■ What the exercise asks: Among the lines below, restate word for word only those from the line with "Please find: white hydrangea flower" through the line with "Please find: blue hydrangea flower", with both end lines kept.
[Supplied material Boundary: Start]
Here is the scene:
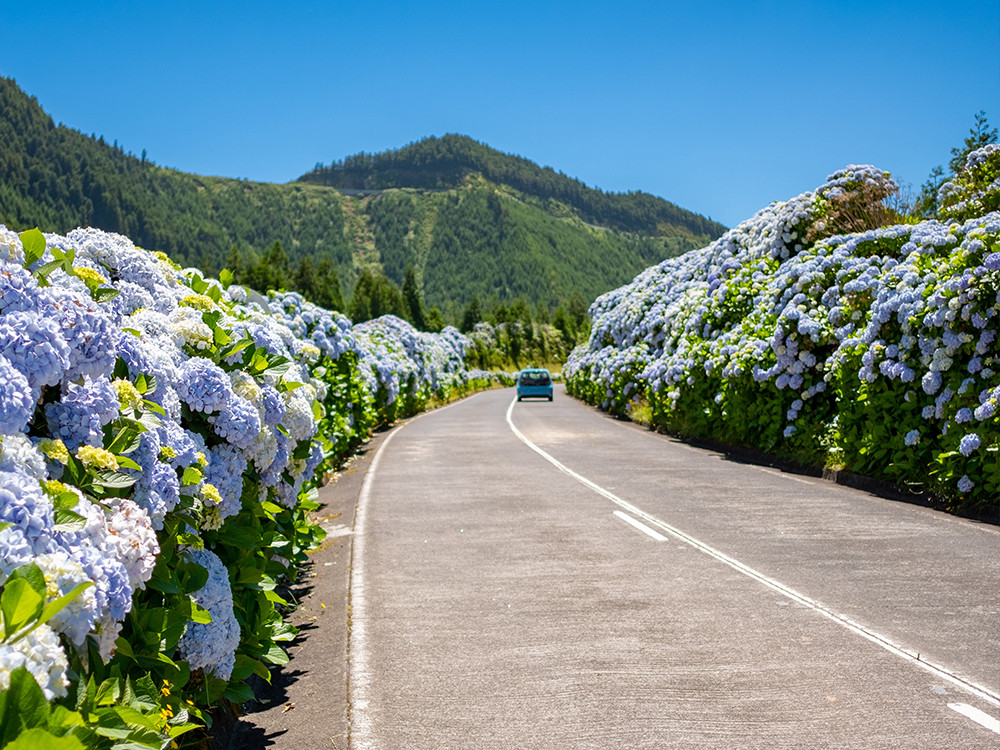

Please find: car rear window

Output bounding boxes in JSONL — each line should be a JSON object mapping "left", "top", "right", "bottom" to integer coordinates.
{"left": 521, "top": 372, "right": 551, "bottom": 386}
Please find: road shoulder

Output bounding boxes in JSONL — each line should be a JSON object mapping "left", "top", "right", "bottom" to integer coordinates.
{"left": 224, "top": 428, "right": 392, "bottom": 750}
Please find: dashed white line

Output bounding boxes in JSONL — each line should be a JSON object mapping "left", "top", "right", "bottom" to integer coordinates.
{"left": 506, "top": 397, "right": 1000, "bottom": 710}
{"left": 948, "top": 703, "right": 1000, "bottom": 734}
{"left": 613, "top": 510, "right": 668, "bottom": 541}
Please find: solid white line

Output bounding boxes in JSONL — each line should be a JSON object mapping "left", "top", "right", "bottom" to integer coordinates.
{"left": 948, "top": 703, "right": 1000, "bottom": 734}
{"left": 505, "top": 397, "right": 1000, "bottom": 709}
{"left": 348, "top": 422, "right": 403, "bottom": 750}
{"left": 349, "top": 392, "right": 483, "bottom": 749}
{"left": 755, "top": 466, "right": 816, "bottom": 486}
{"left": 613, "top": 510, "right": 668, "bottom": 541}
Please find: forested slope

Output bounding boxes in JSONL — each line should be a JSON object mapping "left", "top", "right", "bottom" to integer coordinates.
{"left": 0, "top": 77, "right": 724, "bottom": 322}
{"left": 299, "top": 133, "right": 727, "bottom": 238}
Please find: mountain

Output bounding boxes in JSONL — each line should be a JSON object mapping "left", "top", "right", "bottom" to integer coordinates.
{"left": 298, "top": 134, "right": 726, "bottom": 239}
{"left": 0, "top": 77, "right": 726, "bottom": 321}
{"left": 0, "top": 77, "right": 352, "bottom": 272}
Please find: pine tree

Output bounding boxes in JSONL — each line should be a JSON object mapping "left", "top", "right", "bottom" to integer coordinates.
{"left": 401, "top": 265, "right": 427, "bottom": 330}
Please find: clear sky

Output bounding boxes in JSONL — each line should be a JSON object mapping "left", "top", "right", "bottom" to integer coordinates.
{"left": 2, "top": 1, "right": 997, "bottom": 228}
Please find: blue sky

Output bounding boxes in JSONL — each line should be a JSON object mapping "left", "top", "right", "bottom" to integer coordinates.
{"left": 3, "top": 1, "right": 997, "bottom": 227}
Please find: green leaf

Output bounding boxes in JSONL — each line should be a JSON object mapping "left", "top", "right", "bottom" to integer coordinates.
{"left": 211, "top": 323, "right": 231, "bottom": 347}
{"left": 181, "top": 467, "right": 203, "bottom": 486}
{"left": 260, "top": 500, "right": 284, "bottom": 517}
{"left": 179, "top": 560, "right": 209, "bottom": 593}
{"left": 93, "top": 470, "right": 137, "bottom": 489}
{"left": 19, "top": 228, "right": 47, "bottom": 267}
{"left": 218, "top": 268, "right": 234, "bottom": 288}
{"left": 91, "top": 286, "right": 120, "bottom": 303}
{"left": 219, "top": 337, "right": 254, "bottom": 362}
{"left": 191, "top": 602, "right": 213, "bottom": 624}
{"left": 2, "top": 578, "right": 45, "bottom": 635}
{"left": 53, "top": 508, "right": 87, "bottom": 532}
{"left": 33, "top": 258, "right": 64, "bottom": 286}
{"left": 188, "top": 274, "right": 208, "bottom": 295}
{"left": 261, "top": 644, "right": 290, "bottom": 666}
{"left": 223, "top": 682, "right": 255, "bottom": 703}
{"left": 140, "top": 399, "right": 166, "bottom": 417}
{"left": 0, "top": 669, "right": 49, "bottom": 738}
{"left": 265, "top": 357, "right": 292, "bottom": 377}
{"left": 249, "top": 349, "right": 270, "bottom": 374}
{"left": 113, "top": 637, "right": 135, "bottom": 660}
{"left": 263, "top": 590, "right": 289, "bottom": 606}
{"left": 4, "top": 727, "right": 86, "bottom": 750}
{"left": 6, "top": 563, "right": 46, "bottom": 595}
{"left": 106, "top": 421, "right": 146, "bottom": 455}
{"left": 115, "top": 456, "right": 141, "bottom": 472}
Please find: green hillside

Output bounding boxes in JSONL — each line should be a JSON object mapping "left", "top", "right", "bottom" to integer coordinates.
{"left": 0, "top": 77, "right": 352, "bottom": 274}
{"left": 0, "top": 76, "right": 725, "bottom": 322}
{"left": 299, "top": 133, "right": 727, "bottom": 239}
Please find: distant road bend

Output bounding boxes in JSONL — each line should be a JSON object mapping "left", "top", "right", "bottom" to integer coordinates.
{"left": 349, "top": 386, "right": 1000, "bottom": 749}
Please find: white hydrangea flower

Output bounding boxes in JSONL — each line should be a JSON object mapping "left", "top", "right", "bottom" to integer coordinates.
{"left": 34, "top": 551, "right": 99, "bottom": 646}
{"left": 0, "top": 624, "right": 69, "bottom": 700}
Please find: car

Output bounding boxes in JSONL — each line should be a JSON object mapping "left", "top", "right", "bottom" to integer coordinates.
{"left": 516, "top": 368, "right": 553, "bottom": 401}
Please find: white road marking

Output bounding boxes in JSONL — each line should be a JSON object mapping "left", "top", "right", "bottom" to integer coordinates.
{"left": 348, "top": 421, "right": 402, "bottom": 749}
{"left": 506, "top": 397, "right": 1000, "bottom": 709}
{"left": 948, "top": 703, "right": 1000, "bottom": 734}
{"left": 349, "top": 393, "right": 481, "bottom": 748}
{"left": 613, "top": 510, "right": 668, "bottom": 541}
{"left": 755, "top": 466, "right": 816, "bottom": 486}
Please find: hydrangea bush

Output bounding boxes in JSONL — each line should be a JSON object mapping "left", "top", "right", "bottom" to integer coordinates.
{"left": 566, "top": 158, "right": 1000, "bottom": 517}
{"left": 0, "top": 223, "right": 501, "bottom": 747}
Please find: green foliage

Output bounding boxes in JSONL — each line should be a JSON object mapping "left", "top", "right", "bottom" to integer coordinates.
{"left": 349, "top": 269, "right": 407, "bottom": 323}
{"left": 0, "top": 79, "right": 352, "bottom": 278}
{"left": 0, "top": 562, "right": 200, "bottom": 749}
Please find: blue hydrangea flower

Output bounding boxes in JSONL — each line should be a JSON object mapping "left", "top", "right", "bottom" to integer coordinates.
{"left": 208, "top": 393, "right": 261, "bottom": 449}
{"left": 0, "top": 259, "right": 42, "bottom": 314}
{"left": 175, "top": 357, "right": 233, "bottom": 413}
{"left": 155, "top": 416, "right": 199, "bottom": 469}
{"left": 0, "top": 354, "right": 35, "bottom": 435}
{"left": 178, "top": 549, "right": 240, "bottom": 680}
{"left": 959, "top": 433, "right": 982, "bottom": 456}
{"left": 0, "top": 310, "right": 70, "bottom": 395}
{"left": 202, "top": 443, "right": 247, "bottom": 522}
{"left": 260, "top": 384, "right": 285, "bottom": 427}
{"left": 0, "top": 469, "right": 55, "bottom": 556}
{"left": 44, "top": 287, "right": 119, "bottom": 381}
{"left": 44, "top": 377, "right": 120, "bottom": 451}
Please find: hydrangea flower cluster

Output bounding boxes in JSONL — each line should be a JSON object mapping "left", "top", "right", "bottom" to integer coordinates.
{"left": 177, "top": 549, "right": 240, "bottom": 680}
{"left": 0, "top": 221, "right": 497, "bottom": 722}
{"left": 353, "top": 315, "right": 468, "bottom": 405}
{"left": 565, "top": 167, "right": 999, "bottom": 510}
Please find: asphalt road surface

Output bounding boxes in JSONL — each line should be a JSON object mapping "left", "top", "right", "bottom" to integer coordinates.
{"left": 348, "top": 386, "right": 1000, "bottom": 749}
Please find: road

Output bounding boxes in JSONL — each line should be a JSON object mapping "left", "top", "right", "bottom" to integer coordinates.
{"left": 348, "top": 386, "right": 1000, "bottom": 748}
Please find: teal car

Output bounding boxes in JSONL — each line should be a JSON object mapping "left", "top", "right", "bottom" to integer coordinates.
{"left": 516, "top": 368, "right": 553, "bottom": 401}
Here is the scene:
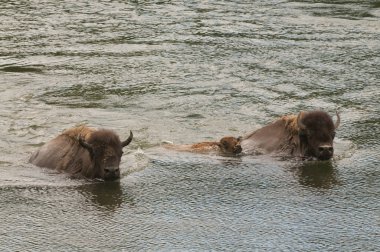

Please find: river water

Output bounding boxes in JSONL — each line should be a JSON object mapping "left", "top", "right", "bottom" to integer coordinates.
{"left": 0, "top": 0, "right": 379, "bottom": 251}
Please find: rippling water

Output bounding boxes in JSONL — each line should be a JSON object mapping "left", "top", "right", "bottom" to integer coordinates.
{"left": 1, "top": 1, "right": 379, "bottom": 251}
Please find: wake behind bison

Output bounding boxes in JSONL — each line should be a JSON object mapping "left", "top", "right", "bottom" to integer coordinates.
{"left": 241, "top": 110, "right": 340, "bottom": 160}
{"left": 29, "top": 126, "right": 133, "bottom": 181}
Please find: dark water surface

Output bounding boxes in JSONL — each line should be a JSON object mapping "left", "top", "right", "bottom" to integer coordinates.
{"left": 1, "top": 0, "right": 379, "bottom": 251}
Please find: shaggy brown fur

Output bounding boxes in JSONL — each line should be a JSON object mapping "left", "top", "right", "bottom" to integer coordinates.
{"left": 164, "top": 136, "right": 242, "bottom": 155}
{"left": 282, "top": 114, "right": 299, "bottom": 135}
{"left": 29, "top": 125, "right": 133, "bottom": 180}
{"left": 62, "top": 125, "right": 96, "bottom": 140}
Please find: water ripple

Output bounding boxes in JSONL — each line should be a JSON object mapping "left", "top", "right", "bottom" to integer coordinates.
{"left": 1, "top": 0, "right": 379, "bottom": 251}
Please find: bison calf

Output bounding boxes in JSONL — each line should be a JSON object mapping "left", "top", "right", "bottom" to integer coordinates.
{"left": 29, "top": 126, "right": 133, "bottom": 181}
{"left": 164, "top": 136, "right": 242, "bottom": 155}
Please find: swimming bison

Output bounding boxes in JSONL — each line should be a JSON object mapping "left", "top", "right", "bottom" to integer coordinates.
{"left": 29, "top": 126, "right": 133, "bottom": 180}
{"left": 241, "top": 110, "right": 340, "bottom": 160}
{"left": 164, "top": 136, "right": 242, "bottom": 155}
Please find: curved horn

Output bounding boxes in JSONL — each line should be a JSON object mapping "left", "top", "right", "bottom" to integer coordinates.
[Supplied material Boundary: End]
■ Output of the task:
Please find: white hydrangea flower

Output bounding boxes in JSONL — each line should be a JSON object mapping "left", "top", "right", "bottom" to integer coordinates.
{"left": 34, "top": 551, "right": 99, "bottom": 646}
{"left": 0, "top": 624, "right": 69, "bottom": 700}
Please find: car

Output bounding boxes in JSONL — each line should be a JSON object mapping "left", "top", "right", "bottom" to integer coordinates.
{"left": 516, "top": 368, "right": 553, "bottom": 401}
Please find: white road marking

Output bounding boxes in JSONL — each line should be a JSON object mapping "left", "top", "right", "bottom" to integer coordinates.
{"left": 348, "top": 421, "right": 402, "bottom": 749}
{"left": 506, "top": 397, "right": 1000, "bottom": 709}
{"left": 948, "top": 703, "right": 1000, "bottom": 734}
{"left": 349, "top": 393, "right": 481, "bottom": 748}
{"left": 613, "top": 510, "right": 668, "bottom": 541}
{"left": 755, "top": 466, "right": 816, "bottom": 486}
Please find: hydrangea bush

Output bounding boxes in JSONL — each line should be a JSON object mapping "left", "top", "right", "bottom" to integer coordinates.
{"left": 566, "top": 158, "right": 1000, "bottom": 517}
{"left": 0, "top": 223, "right": 501, "bottom": 747}
Please find: green foliage

Output bounding boxes in JSONL — each line should be a JSON object mapping "left", "top", "right", "bottom" to integer coordinates.
{"left": 349, "top": 269, "right": 407, "bottom": 323}
{"left": 0, "top": 79, "right": 352, "bottom": 278}
{"left": 0, "top": 562, "right": 200, "bottom": 749}
Please find: blue hydrangea flower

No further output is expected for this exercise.